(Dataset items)
....

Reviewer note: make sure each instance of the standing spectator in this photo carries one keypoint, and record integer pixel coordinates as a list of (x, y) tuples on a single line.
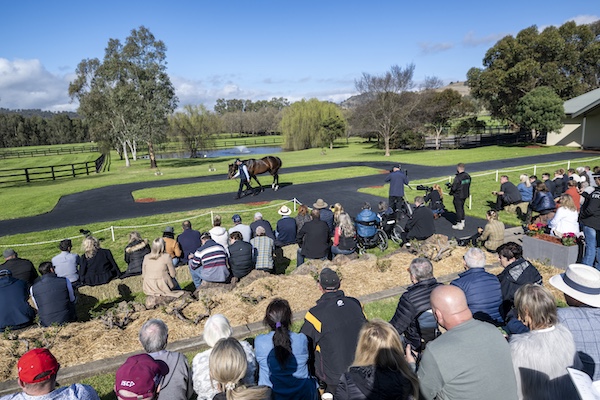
[(283, 356), (580, 285), (15, 313), (264, 248), (53, 297), (177, 383), (448, 371), (313, 240), (332, 328), (259, 221), (189, 240), (397, 179), (172, 247), (241, 256), (241, 228), (285, 233), (21, 268), (66, 264), (134, 254), (413, 319), (460, 190), (37, 377), (98, 265), (482, 289)]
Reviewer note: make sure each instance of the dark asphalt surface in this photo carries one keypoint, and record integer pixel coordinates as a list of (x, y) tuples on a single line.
[(116, 202)]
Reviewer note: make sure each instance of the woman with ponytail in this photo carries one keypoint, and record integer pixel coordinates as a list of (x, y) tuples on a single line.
[(282, 356)]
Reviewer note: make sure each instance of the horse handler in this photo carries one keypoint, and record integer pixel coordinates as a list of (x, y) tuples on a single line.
[(244, 176)]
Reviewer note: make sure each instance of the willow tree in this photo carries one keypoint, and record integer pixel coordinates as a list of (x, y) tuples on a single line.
[(302, 123)]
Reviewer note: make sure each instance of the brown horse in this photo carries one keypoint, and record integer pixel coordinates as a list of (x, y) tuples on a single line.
[(270, 164)]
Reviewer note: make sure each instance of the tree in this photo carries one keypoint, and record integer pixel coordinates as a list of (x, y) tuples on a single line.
[(540, 111), (385, 109), (128, 96), (565, 59)]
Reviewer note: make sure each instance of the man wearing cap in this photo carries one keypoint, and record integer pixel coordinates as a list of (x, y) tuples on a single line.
[(332, 328), (285, 233), (397, 179), (20, 268), (37, 377), (140, 378), (15, 312), (581, 287), (66, 264), (241, 228)]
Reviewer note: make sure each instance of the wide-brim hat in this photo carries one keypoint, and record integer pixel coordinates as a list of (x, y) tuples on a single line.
[(320, 204), (580, 282)]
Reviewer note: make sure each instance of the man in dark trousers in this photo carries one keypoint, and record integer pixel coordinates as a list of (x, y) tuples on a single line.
[(460, 190), (332, 328)]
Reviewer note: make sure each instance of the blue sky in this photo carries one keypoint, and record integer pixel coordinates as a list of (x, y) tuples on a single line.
[(261, 49)]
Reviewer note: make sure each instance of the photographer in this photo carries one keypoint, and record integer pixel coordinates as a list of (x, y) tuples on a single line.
[(460, 189)]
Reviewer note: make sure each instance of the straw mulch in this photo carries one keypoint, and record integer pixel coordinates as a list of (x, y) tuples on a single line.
[(79, 343)]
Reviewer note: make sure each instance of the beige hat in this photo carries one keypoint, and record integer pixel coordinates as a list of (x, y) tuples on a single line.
[(580, 282)]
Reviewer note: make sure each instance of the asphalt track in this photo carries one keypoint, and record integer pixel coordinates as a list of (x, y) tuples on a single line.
[(116, 202)]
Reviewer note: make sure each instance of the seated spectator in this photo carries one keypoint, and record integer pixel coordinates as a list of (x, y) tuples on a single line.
[(344, 236), (177, 383), (482, 289), (98, 265), (302, 217), (37, 378), (379, 370), (421, 225), (134, 254), (219, 234), (285, 232), (53, 297), (566, 219), (282, 356), (366, 222), (542, 355), (313, 240), (507, 195), (580, 285), (414, 308), (172, 247), (15, 313), (525, 188), (228, 366), (19, 267), (241, 256), (209, 262), (158, 273), (66, 264), (263, 248), (140, 377), (216, 328)]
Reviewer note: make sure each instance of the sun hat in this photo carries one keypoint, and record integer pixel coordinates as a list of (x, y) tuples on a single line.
[(320, 204), (284, 210), (580, 282), (37, 365)]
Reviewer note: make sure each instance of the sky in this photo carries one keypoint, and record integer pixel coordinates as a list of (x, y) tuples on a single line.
[(258, 49)]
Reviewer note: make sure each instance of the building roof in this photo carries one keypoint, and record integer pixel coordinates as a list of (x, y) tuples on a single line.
[(582, 104)]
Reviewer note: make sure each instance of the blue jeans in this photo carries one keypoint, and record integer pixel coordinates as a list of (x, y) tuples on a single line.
[(592, 251)]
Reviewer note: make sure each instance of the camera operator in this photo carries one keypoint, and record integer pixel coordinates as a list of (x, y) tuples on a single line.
[(460, 190), (397, 179)]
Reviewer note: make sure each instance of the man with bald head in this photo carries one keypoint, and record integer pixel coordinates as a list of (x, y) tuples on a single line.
[(471, 360)]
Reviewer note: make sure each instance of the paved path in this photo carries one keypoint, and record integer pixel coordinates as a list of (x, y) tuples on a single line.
[(116, 202)]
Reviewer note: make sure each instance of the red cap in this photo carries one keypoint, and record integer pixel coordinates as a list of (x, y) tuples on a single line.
[(140, 375), (37, 365)]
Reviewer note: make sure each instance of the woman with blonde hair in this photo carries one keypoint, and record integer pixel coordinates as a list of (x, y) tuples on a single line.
[(379, 370), (98, 265), (227, 367)]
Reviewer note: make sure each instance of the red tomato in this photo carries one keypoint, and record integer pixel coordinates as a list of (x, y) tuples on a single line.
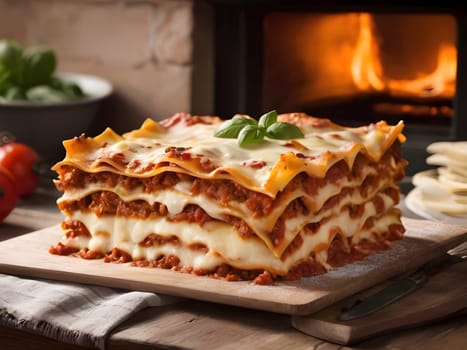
[(8, 195), (20, 160)]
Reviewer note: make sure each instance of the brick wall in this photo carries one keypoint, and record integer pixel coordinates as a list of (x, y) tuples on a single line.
[(145, 48)]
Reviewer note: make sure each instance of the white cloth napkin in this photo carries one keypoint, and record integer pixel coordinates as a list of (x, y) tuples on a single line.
[(72, 313)]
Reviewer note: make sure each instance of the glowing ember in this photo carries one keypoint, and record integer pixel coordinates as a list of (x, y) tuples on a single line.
[(368, 72)]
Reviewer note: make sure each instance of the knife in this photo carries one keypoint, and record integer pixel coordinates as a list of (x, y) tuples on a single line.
[(398, 288)]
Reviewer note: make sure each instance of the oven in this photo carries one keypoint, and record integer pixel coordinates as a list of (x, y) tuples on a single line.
[(354, 62)]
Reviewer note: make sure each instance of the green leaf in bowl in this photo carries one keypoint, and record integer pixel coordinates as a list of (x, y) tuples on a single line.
[(38, 67)]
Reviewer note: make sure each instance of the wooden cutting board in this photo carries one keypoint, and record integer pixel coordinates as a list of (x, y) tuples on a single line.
[(444, 295), (27, 255)]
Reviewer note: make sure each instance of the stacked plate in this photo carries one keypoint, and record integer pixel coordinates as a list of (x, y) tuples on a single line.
[(441, 193)]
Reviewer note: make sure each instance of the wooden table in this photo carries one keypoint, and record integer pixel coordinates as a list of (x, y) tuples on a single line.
[(201, 325)]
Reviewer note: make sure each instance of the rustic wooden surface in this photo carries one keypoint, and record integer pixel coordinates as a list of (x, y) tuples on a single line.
[(27, 255), (202, 325)]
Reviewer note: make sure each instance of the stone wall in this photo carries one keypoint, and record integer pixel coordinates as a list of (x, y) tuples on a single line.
[(145, 48)]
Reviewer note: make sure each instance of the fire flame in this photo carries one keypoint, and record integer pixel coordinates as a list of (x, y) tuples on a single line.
[(368, 73)]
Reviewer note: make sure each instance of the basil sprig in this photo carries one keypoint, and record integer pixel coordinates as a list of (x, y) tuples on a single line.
[(248, 131), (29, 74)]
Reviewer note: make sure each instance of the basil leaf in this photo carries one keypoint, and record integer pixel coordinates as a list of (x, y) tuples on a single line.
[(38, 67), (250, 135), (284, 131), (268, 119), (231, 128), (14, 93), (10, 59)]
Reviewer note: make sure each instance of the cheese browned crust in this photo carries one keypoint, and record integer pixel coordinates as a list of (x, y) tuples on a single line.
[(171, 194)]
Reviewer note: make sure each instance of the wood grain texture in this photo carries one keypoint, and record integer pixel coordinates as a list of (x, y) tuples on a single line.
[(27, 255), (444, 295)]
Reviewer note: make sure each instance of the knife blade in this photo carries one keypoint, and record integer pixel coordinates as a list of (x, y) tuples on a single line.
[(398, 288)]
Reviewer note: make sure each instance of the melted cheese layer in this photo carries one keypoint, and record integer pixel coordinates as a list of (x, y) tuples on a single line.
[(125, 233), (188, 145)]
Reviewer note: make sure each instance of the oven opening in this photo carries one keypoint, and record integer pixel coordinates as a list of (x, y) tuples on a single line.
[(355, 67)]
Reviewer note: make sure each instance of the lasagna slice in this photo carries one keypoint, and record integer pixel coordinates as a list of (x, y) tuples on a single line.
[(172, 195)]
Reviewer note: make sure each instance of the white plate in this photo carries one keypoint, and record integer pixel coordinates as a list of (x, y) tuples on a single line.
[(413, 200)]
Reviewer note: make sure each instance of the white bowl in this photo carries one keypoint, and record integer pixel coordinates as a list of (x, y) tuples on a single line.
[(44, 125)]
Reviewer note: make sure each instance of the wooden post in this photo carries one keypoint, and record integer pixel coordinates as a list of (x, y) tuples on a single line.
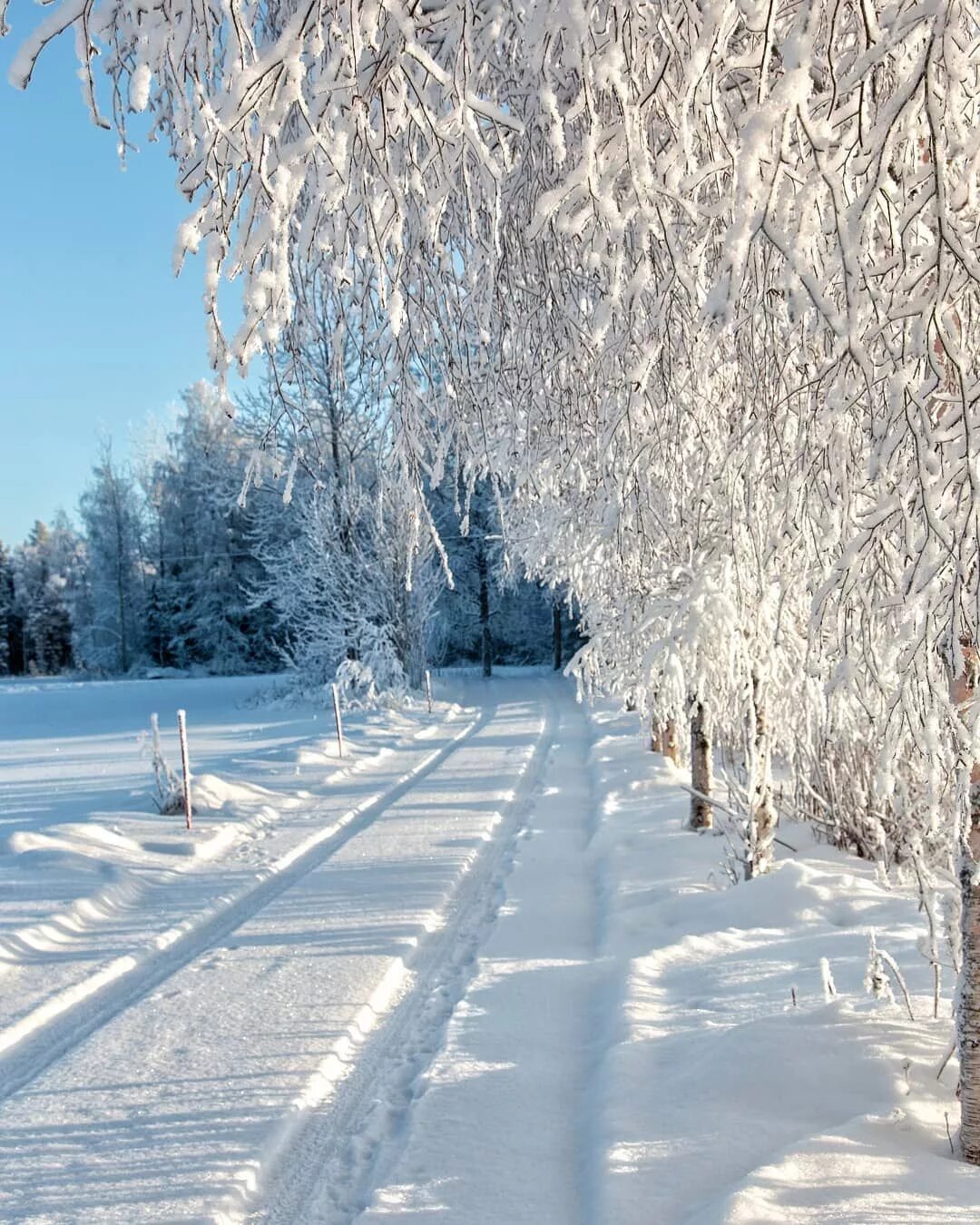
[(337, 720), (181, 729)]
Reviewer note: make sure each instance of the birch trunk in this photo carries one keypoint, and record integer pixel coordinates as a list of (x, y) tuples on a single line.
[(968, 997), (664, 740), (761, 810), (968, 1012), (701, 769), (486, 642)]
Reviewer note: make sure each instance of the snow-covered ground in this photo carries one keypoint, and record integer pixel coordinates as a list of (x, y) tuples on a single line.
[(478, 973)]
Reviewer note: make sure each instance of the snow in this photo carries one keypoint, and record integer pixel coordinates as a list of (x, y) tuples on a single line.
[(479, 974)]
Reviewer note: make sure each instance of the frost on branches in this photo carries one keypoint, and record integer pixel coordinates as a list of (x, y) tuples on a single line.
[(697, 286)]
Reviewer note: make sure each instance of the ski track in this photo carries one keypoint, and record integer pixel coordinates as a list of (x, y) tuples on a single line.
[(326, 1175), (504, 1124), (174, 1084), (49, 1031)]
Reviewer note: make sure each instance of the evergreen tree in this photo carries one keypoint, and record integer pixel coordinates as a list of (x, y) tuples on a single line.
[(111, 619), (6, 614)]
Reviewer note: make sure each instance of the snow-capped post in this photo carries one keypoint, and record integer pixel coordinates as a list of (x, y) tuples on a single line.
[(181, 729), (337, 720)]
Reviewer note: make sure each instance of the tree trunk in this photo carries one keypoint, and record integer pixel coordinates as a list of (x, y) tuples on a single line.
[(968, 1014), (664, 740), (486, 642), (761, 810), (968, 1006), (701, 769)]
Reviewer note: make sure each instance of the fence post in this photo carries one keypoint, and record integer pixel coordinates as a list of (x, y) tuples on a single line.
[(181, 728), (337, 720)]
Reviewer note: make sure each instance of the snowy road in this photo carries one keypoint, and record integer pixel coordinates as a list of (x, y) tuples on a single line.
[(266, 1047)]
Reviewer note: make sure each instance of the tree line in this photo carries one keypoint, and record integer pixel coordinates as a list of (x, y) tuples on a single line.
[(171, 567)]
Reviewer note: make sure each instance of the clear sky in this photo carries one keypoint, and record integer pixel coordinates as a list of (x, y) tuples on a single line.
[(95, 333)]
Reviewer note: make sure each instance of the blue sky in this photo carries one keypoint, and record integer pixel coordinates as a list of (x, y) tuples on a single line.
[(95, 333)]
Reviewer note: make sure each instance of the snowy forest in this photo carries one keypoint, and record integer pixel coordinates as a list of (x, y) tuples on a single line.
[(651, 326), (171, 569)]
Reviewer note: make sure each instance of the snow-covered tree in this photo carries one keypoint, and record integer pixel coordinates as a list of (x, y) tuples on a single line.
[(111, 619)]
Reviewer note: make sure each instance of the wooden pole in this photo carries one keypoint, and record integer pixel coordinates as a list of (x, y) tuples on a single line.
[(337, 720), (181, 728)]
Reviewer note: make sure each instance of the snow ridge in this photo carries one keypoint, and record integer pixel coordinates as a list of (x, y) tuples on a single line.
[(348, 1126), (60, 1024)]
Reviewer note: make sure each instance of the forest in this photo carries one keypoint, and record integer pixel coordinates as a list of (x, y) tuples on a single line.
[(671, 308), (171, 569)]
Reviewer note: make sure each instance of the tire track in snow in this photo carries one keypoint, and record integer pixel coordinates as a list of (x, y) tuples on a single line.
[(58, 1026), (322, 1162)]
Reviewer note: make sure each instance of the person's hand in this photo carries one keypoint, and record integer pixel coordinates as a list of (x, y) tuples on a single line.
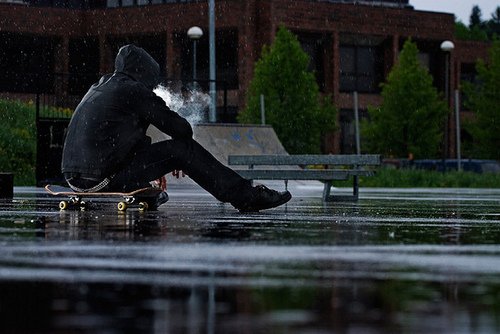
[(178, 173)]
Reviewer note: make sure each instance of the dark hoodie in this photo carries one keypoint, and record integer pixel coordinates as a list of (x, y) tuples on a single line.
[(110, 122)]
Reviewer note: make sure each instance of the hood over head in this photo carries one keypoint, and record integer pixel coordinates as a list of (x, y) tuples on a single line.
[(137, 63)]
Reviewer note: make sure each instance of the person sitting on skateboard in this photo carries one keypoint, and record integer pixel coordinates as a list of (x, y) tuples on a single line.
[(106, 147)]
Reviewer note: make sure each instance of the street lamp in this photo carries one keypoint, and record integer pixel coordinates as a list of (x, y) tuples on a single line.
[(447, 47), (194, 33)]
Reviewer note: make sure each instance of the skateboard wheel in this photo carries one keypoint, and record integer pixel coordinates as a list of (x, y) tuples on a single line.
[(63, 205), (122, 206), (143, 206)]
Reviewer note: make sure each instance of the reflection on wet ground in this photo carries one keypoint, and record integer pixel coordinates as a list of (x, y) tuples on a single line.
[(396, 261)]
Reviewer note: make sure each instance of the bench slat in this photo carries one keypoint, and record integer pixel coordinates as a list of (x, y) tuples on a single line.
[(305, 159), (306, 174)]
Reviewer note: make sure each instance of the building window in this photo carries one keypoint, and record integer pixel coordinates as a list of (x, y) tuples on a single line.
[(361, 69), (314, 46)]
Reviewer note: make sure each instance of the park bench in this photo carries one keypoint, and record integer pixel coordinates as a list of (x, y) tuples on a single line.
[(324, 168)]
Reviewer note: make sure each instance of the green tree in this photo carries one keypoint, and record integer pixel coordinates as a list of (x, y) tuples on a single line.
[(476, 33), (493, 25), (293, 103), (483, 98), (412, 114)]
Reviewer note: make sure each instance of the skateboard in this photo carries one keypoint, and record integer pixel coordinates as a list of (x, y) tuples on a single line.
[(124, 200)]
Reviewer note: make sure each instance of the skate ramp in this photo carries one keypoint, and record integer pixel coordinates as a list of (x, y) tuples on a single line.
[(223, 140), (226, 139)]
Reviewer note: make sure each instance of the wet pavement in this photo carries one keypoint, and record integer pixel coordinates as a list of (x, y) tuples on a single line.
[(396, 261)]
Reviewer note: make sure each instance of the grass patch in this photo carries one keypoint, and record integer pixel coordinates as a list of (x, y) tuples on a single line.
[(18, 141)]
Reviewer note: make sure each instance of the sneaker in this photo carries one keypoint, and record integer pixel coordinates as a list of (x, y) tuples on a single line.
[(265, 198)]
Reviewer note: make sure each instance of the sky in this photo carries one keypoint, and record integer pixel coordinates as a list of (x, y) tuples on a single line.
[(461, 8)]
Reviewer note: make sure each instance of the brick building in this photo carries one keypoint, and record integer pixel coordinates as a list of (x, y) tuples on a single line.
[(352, 44)]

....

#### [Exercise directions]
The reply must consist solely of the lines from the one containing "Reviewer note: make sure each instance of the wet" through the last line of the data, reproduced exactly.

#### [The answer]
Reviewer note: make sure each instance of the wet pavement in this photo carries one keypoint, and record integer pixel coordinates as a list of (x, y) tuples on a single line.
[(396, 261)]
Reviewer note: make sure each instance of the grass patch in this photo carries one keypoint, and record integer pixel coordinates as a list of (x, y) tuples on a single line.
[(18, 141)]
Reviewer note: make sure each instance of the sneaker in this photo carries one keypoint, and record integer pixel coordinates as a list of (x, y) tuples on a single line.
[(265, 198)]
Reviewer note: make sure each instance of the sky in this photo carries one keypoint, and record integer pixel coordinates as a list of (x, y) tuples on a single line.
[(461, 8)]
Reviewer note: make sure each instance of the brick building in this photo carries one keypoint, and record integer pixel coordinates as a list of (x, y) tuples on a single line.
[(352, 44)]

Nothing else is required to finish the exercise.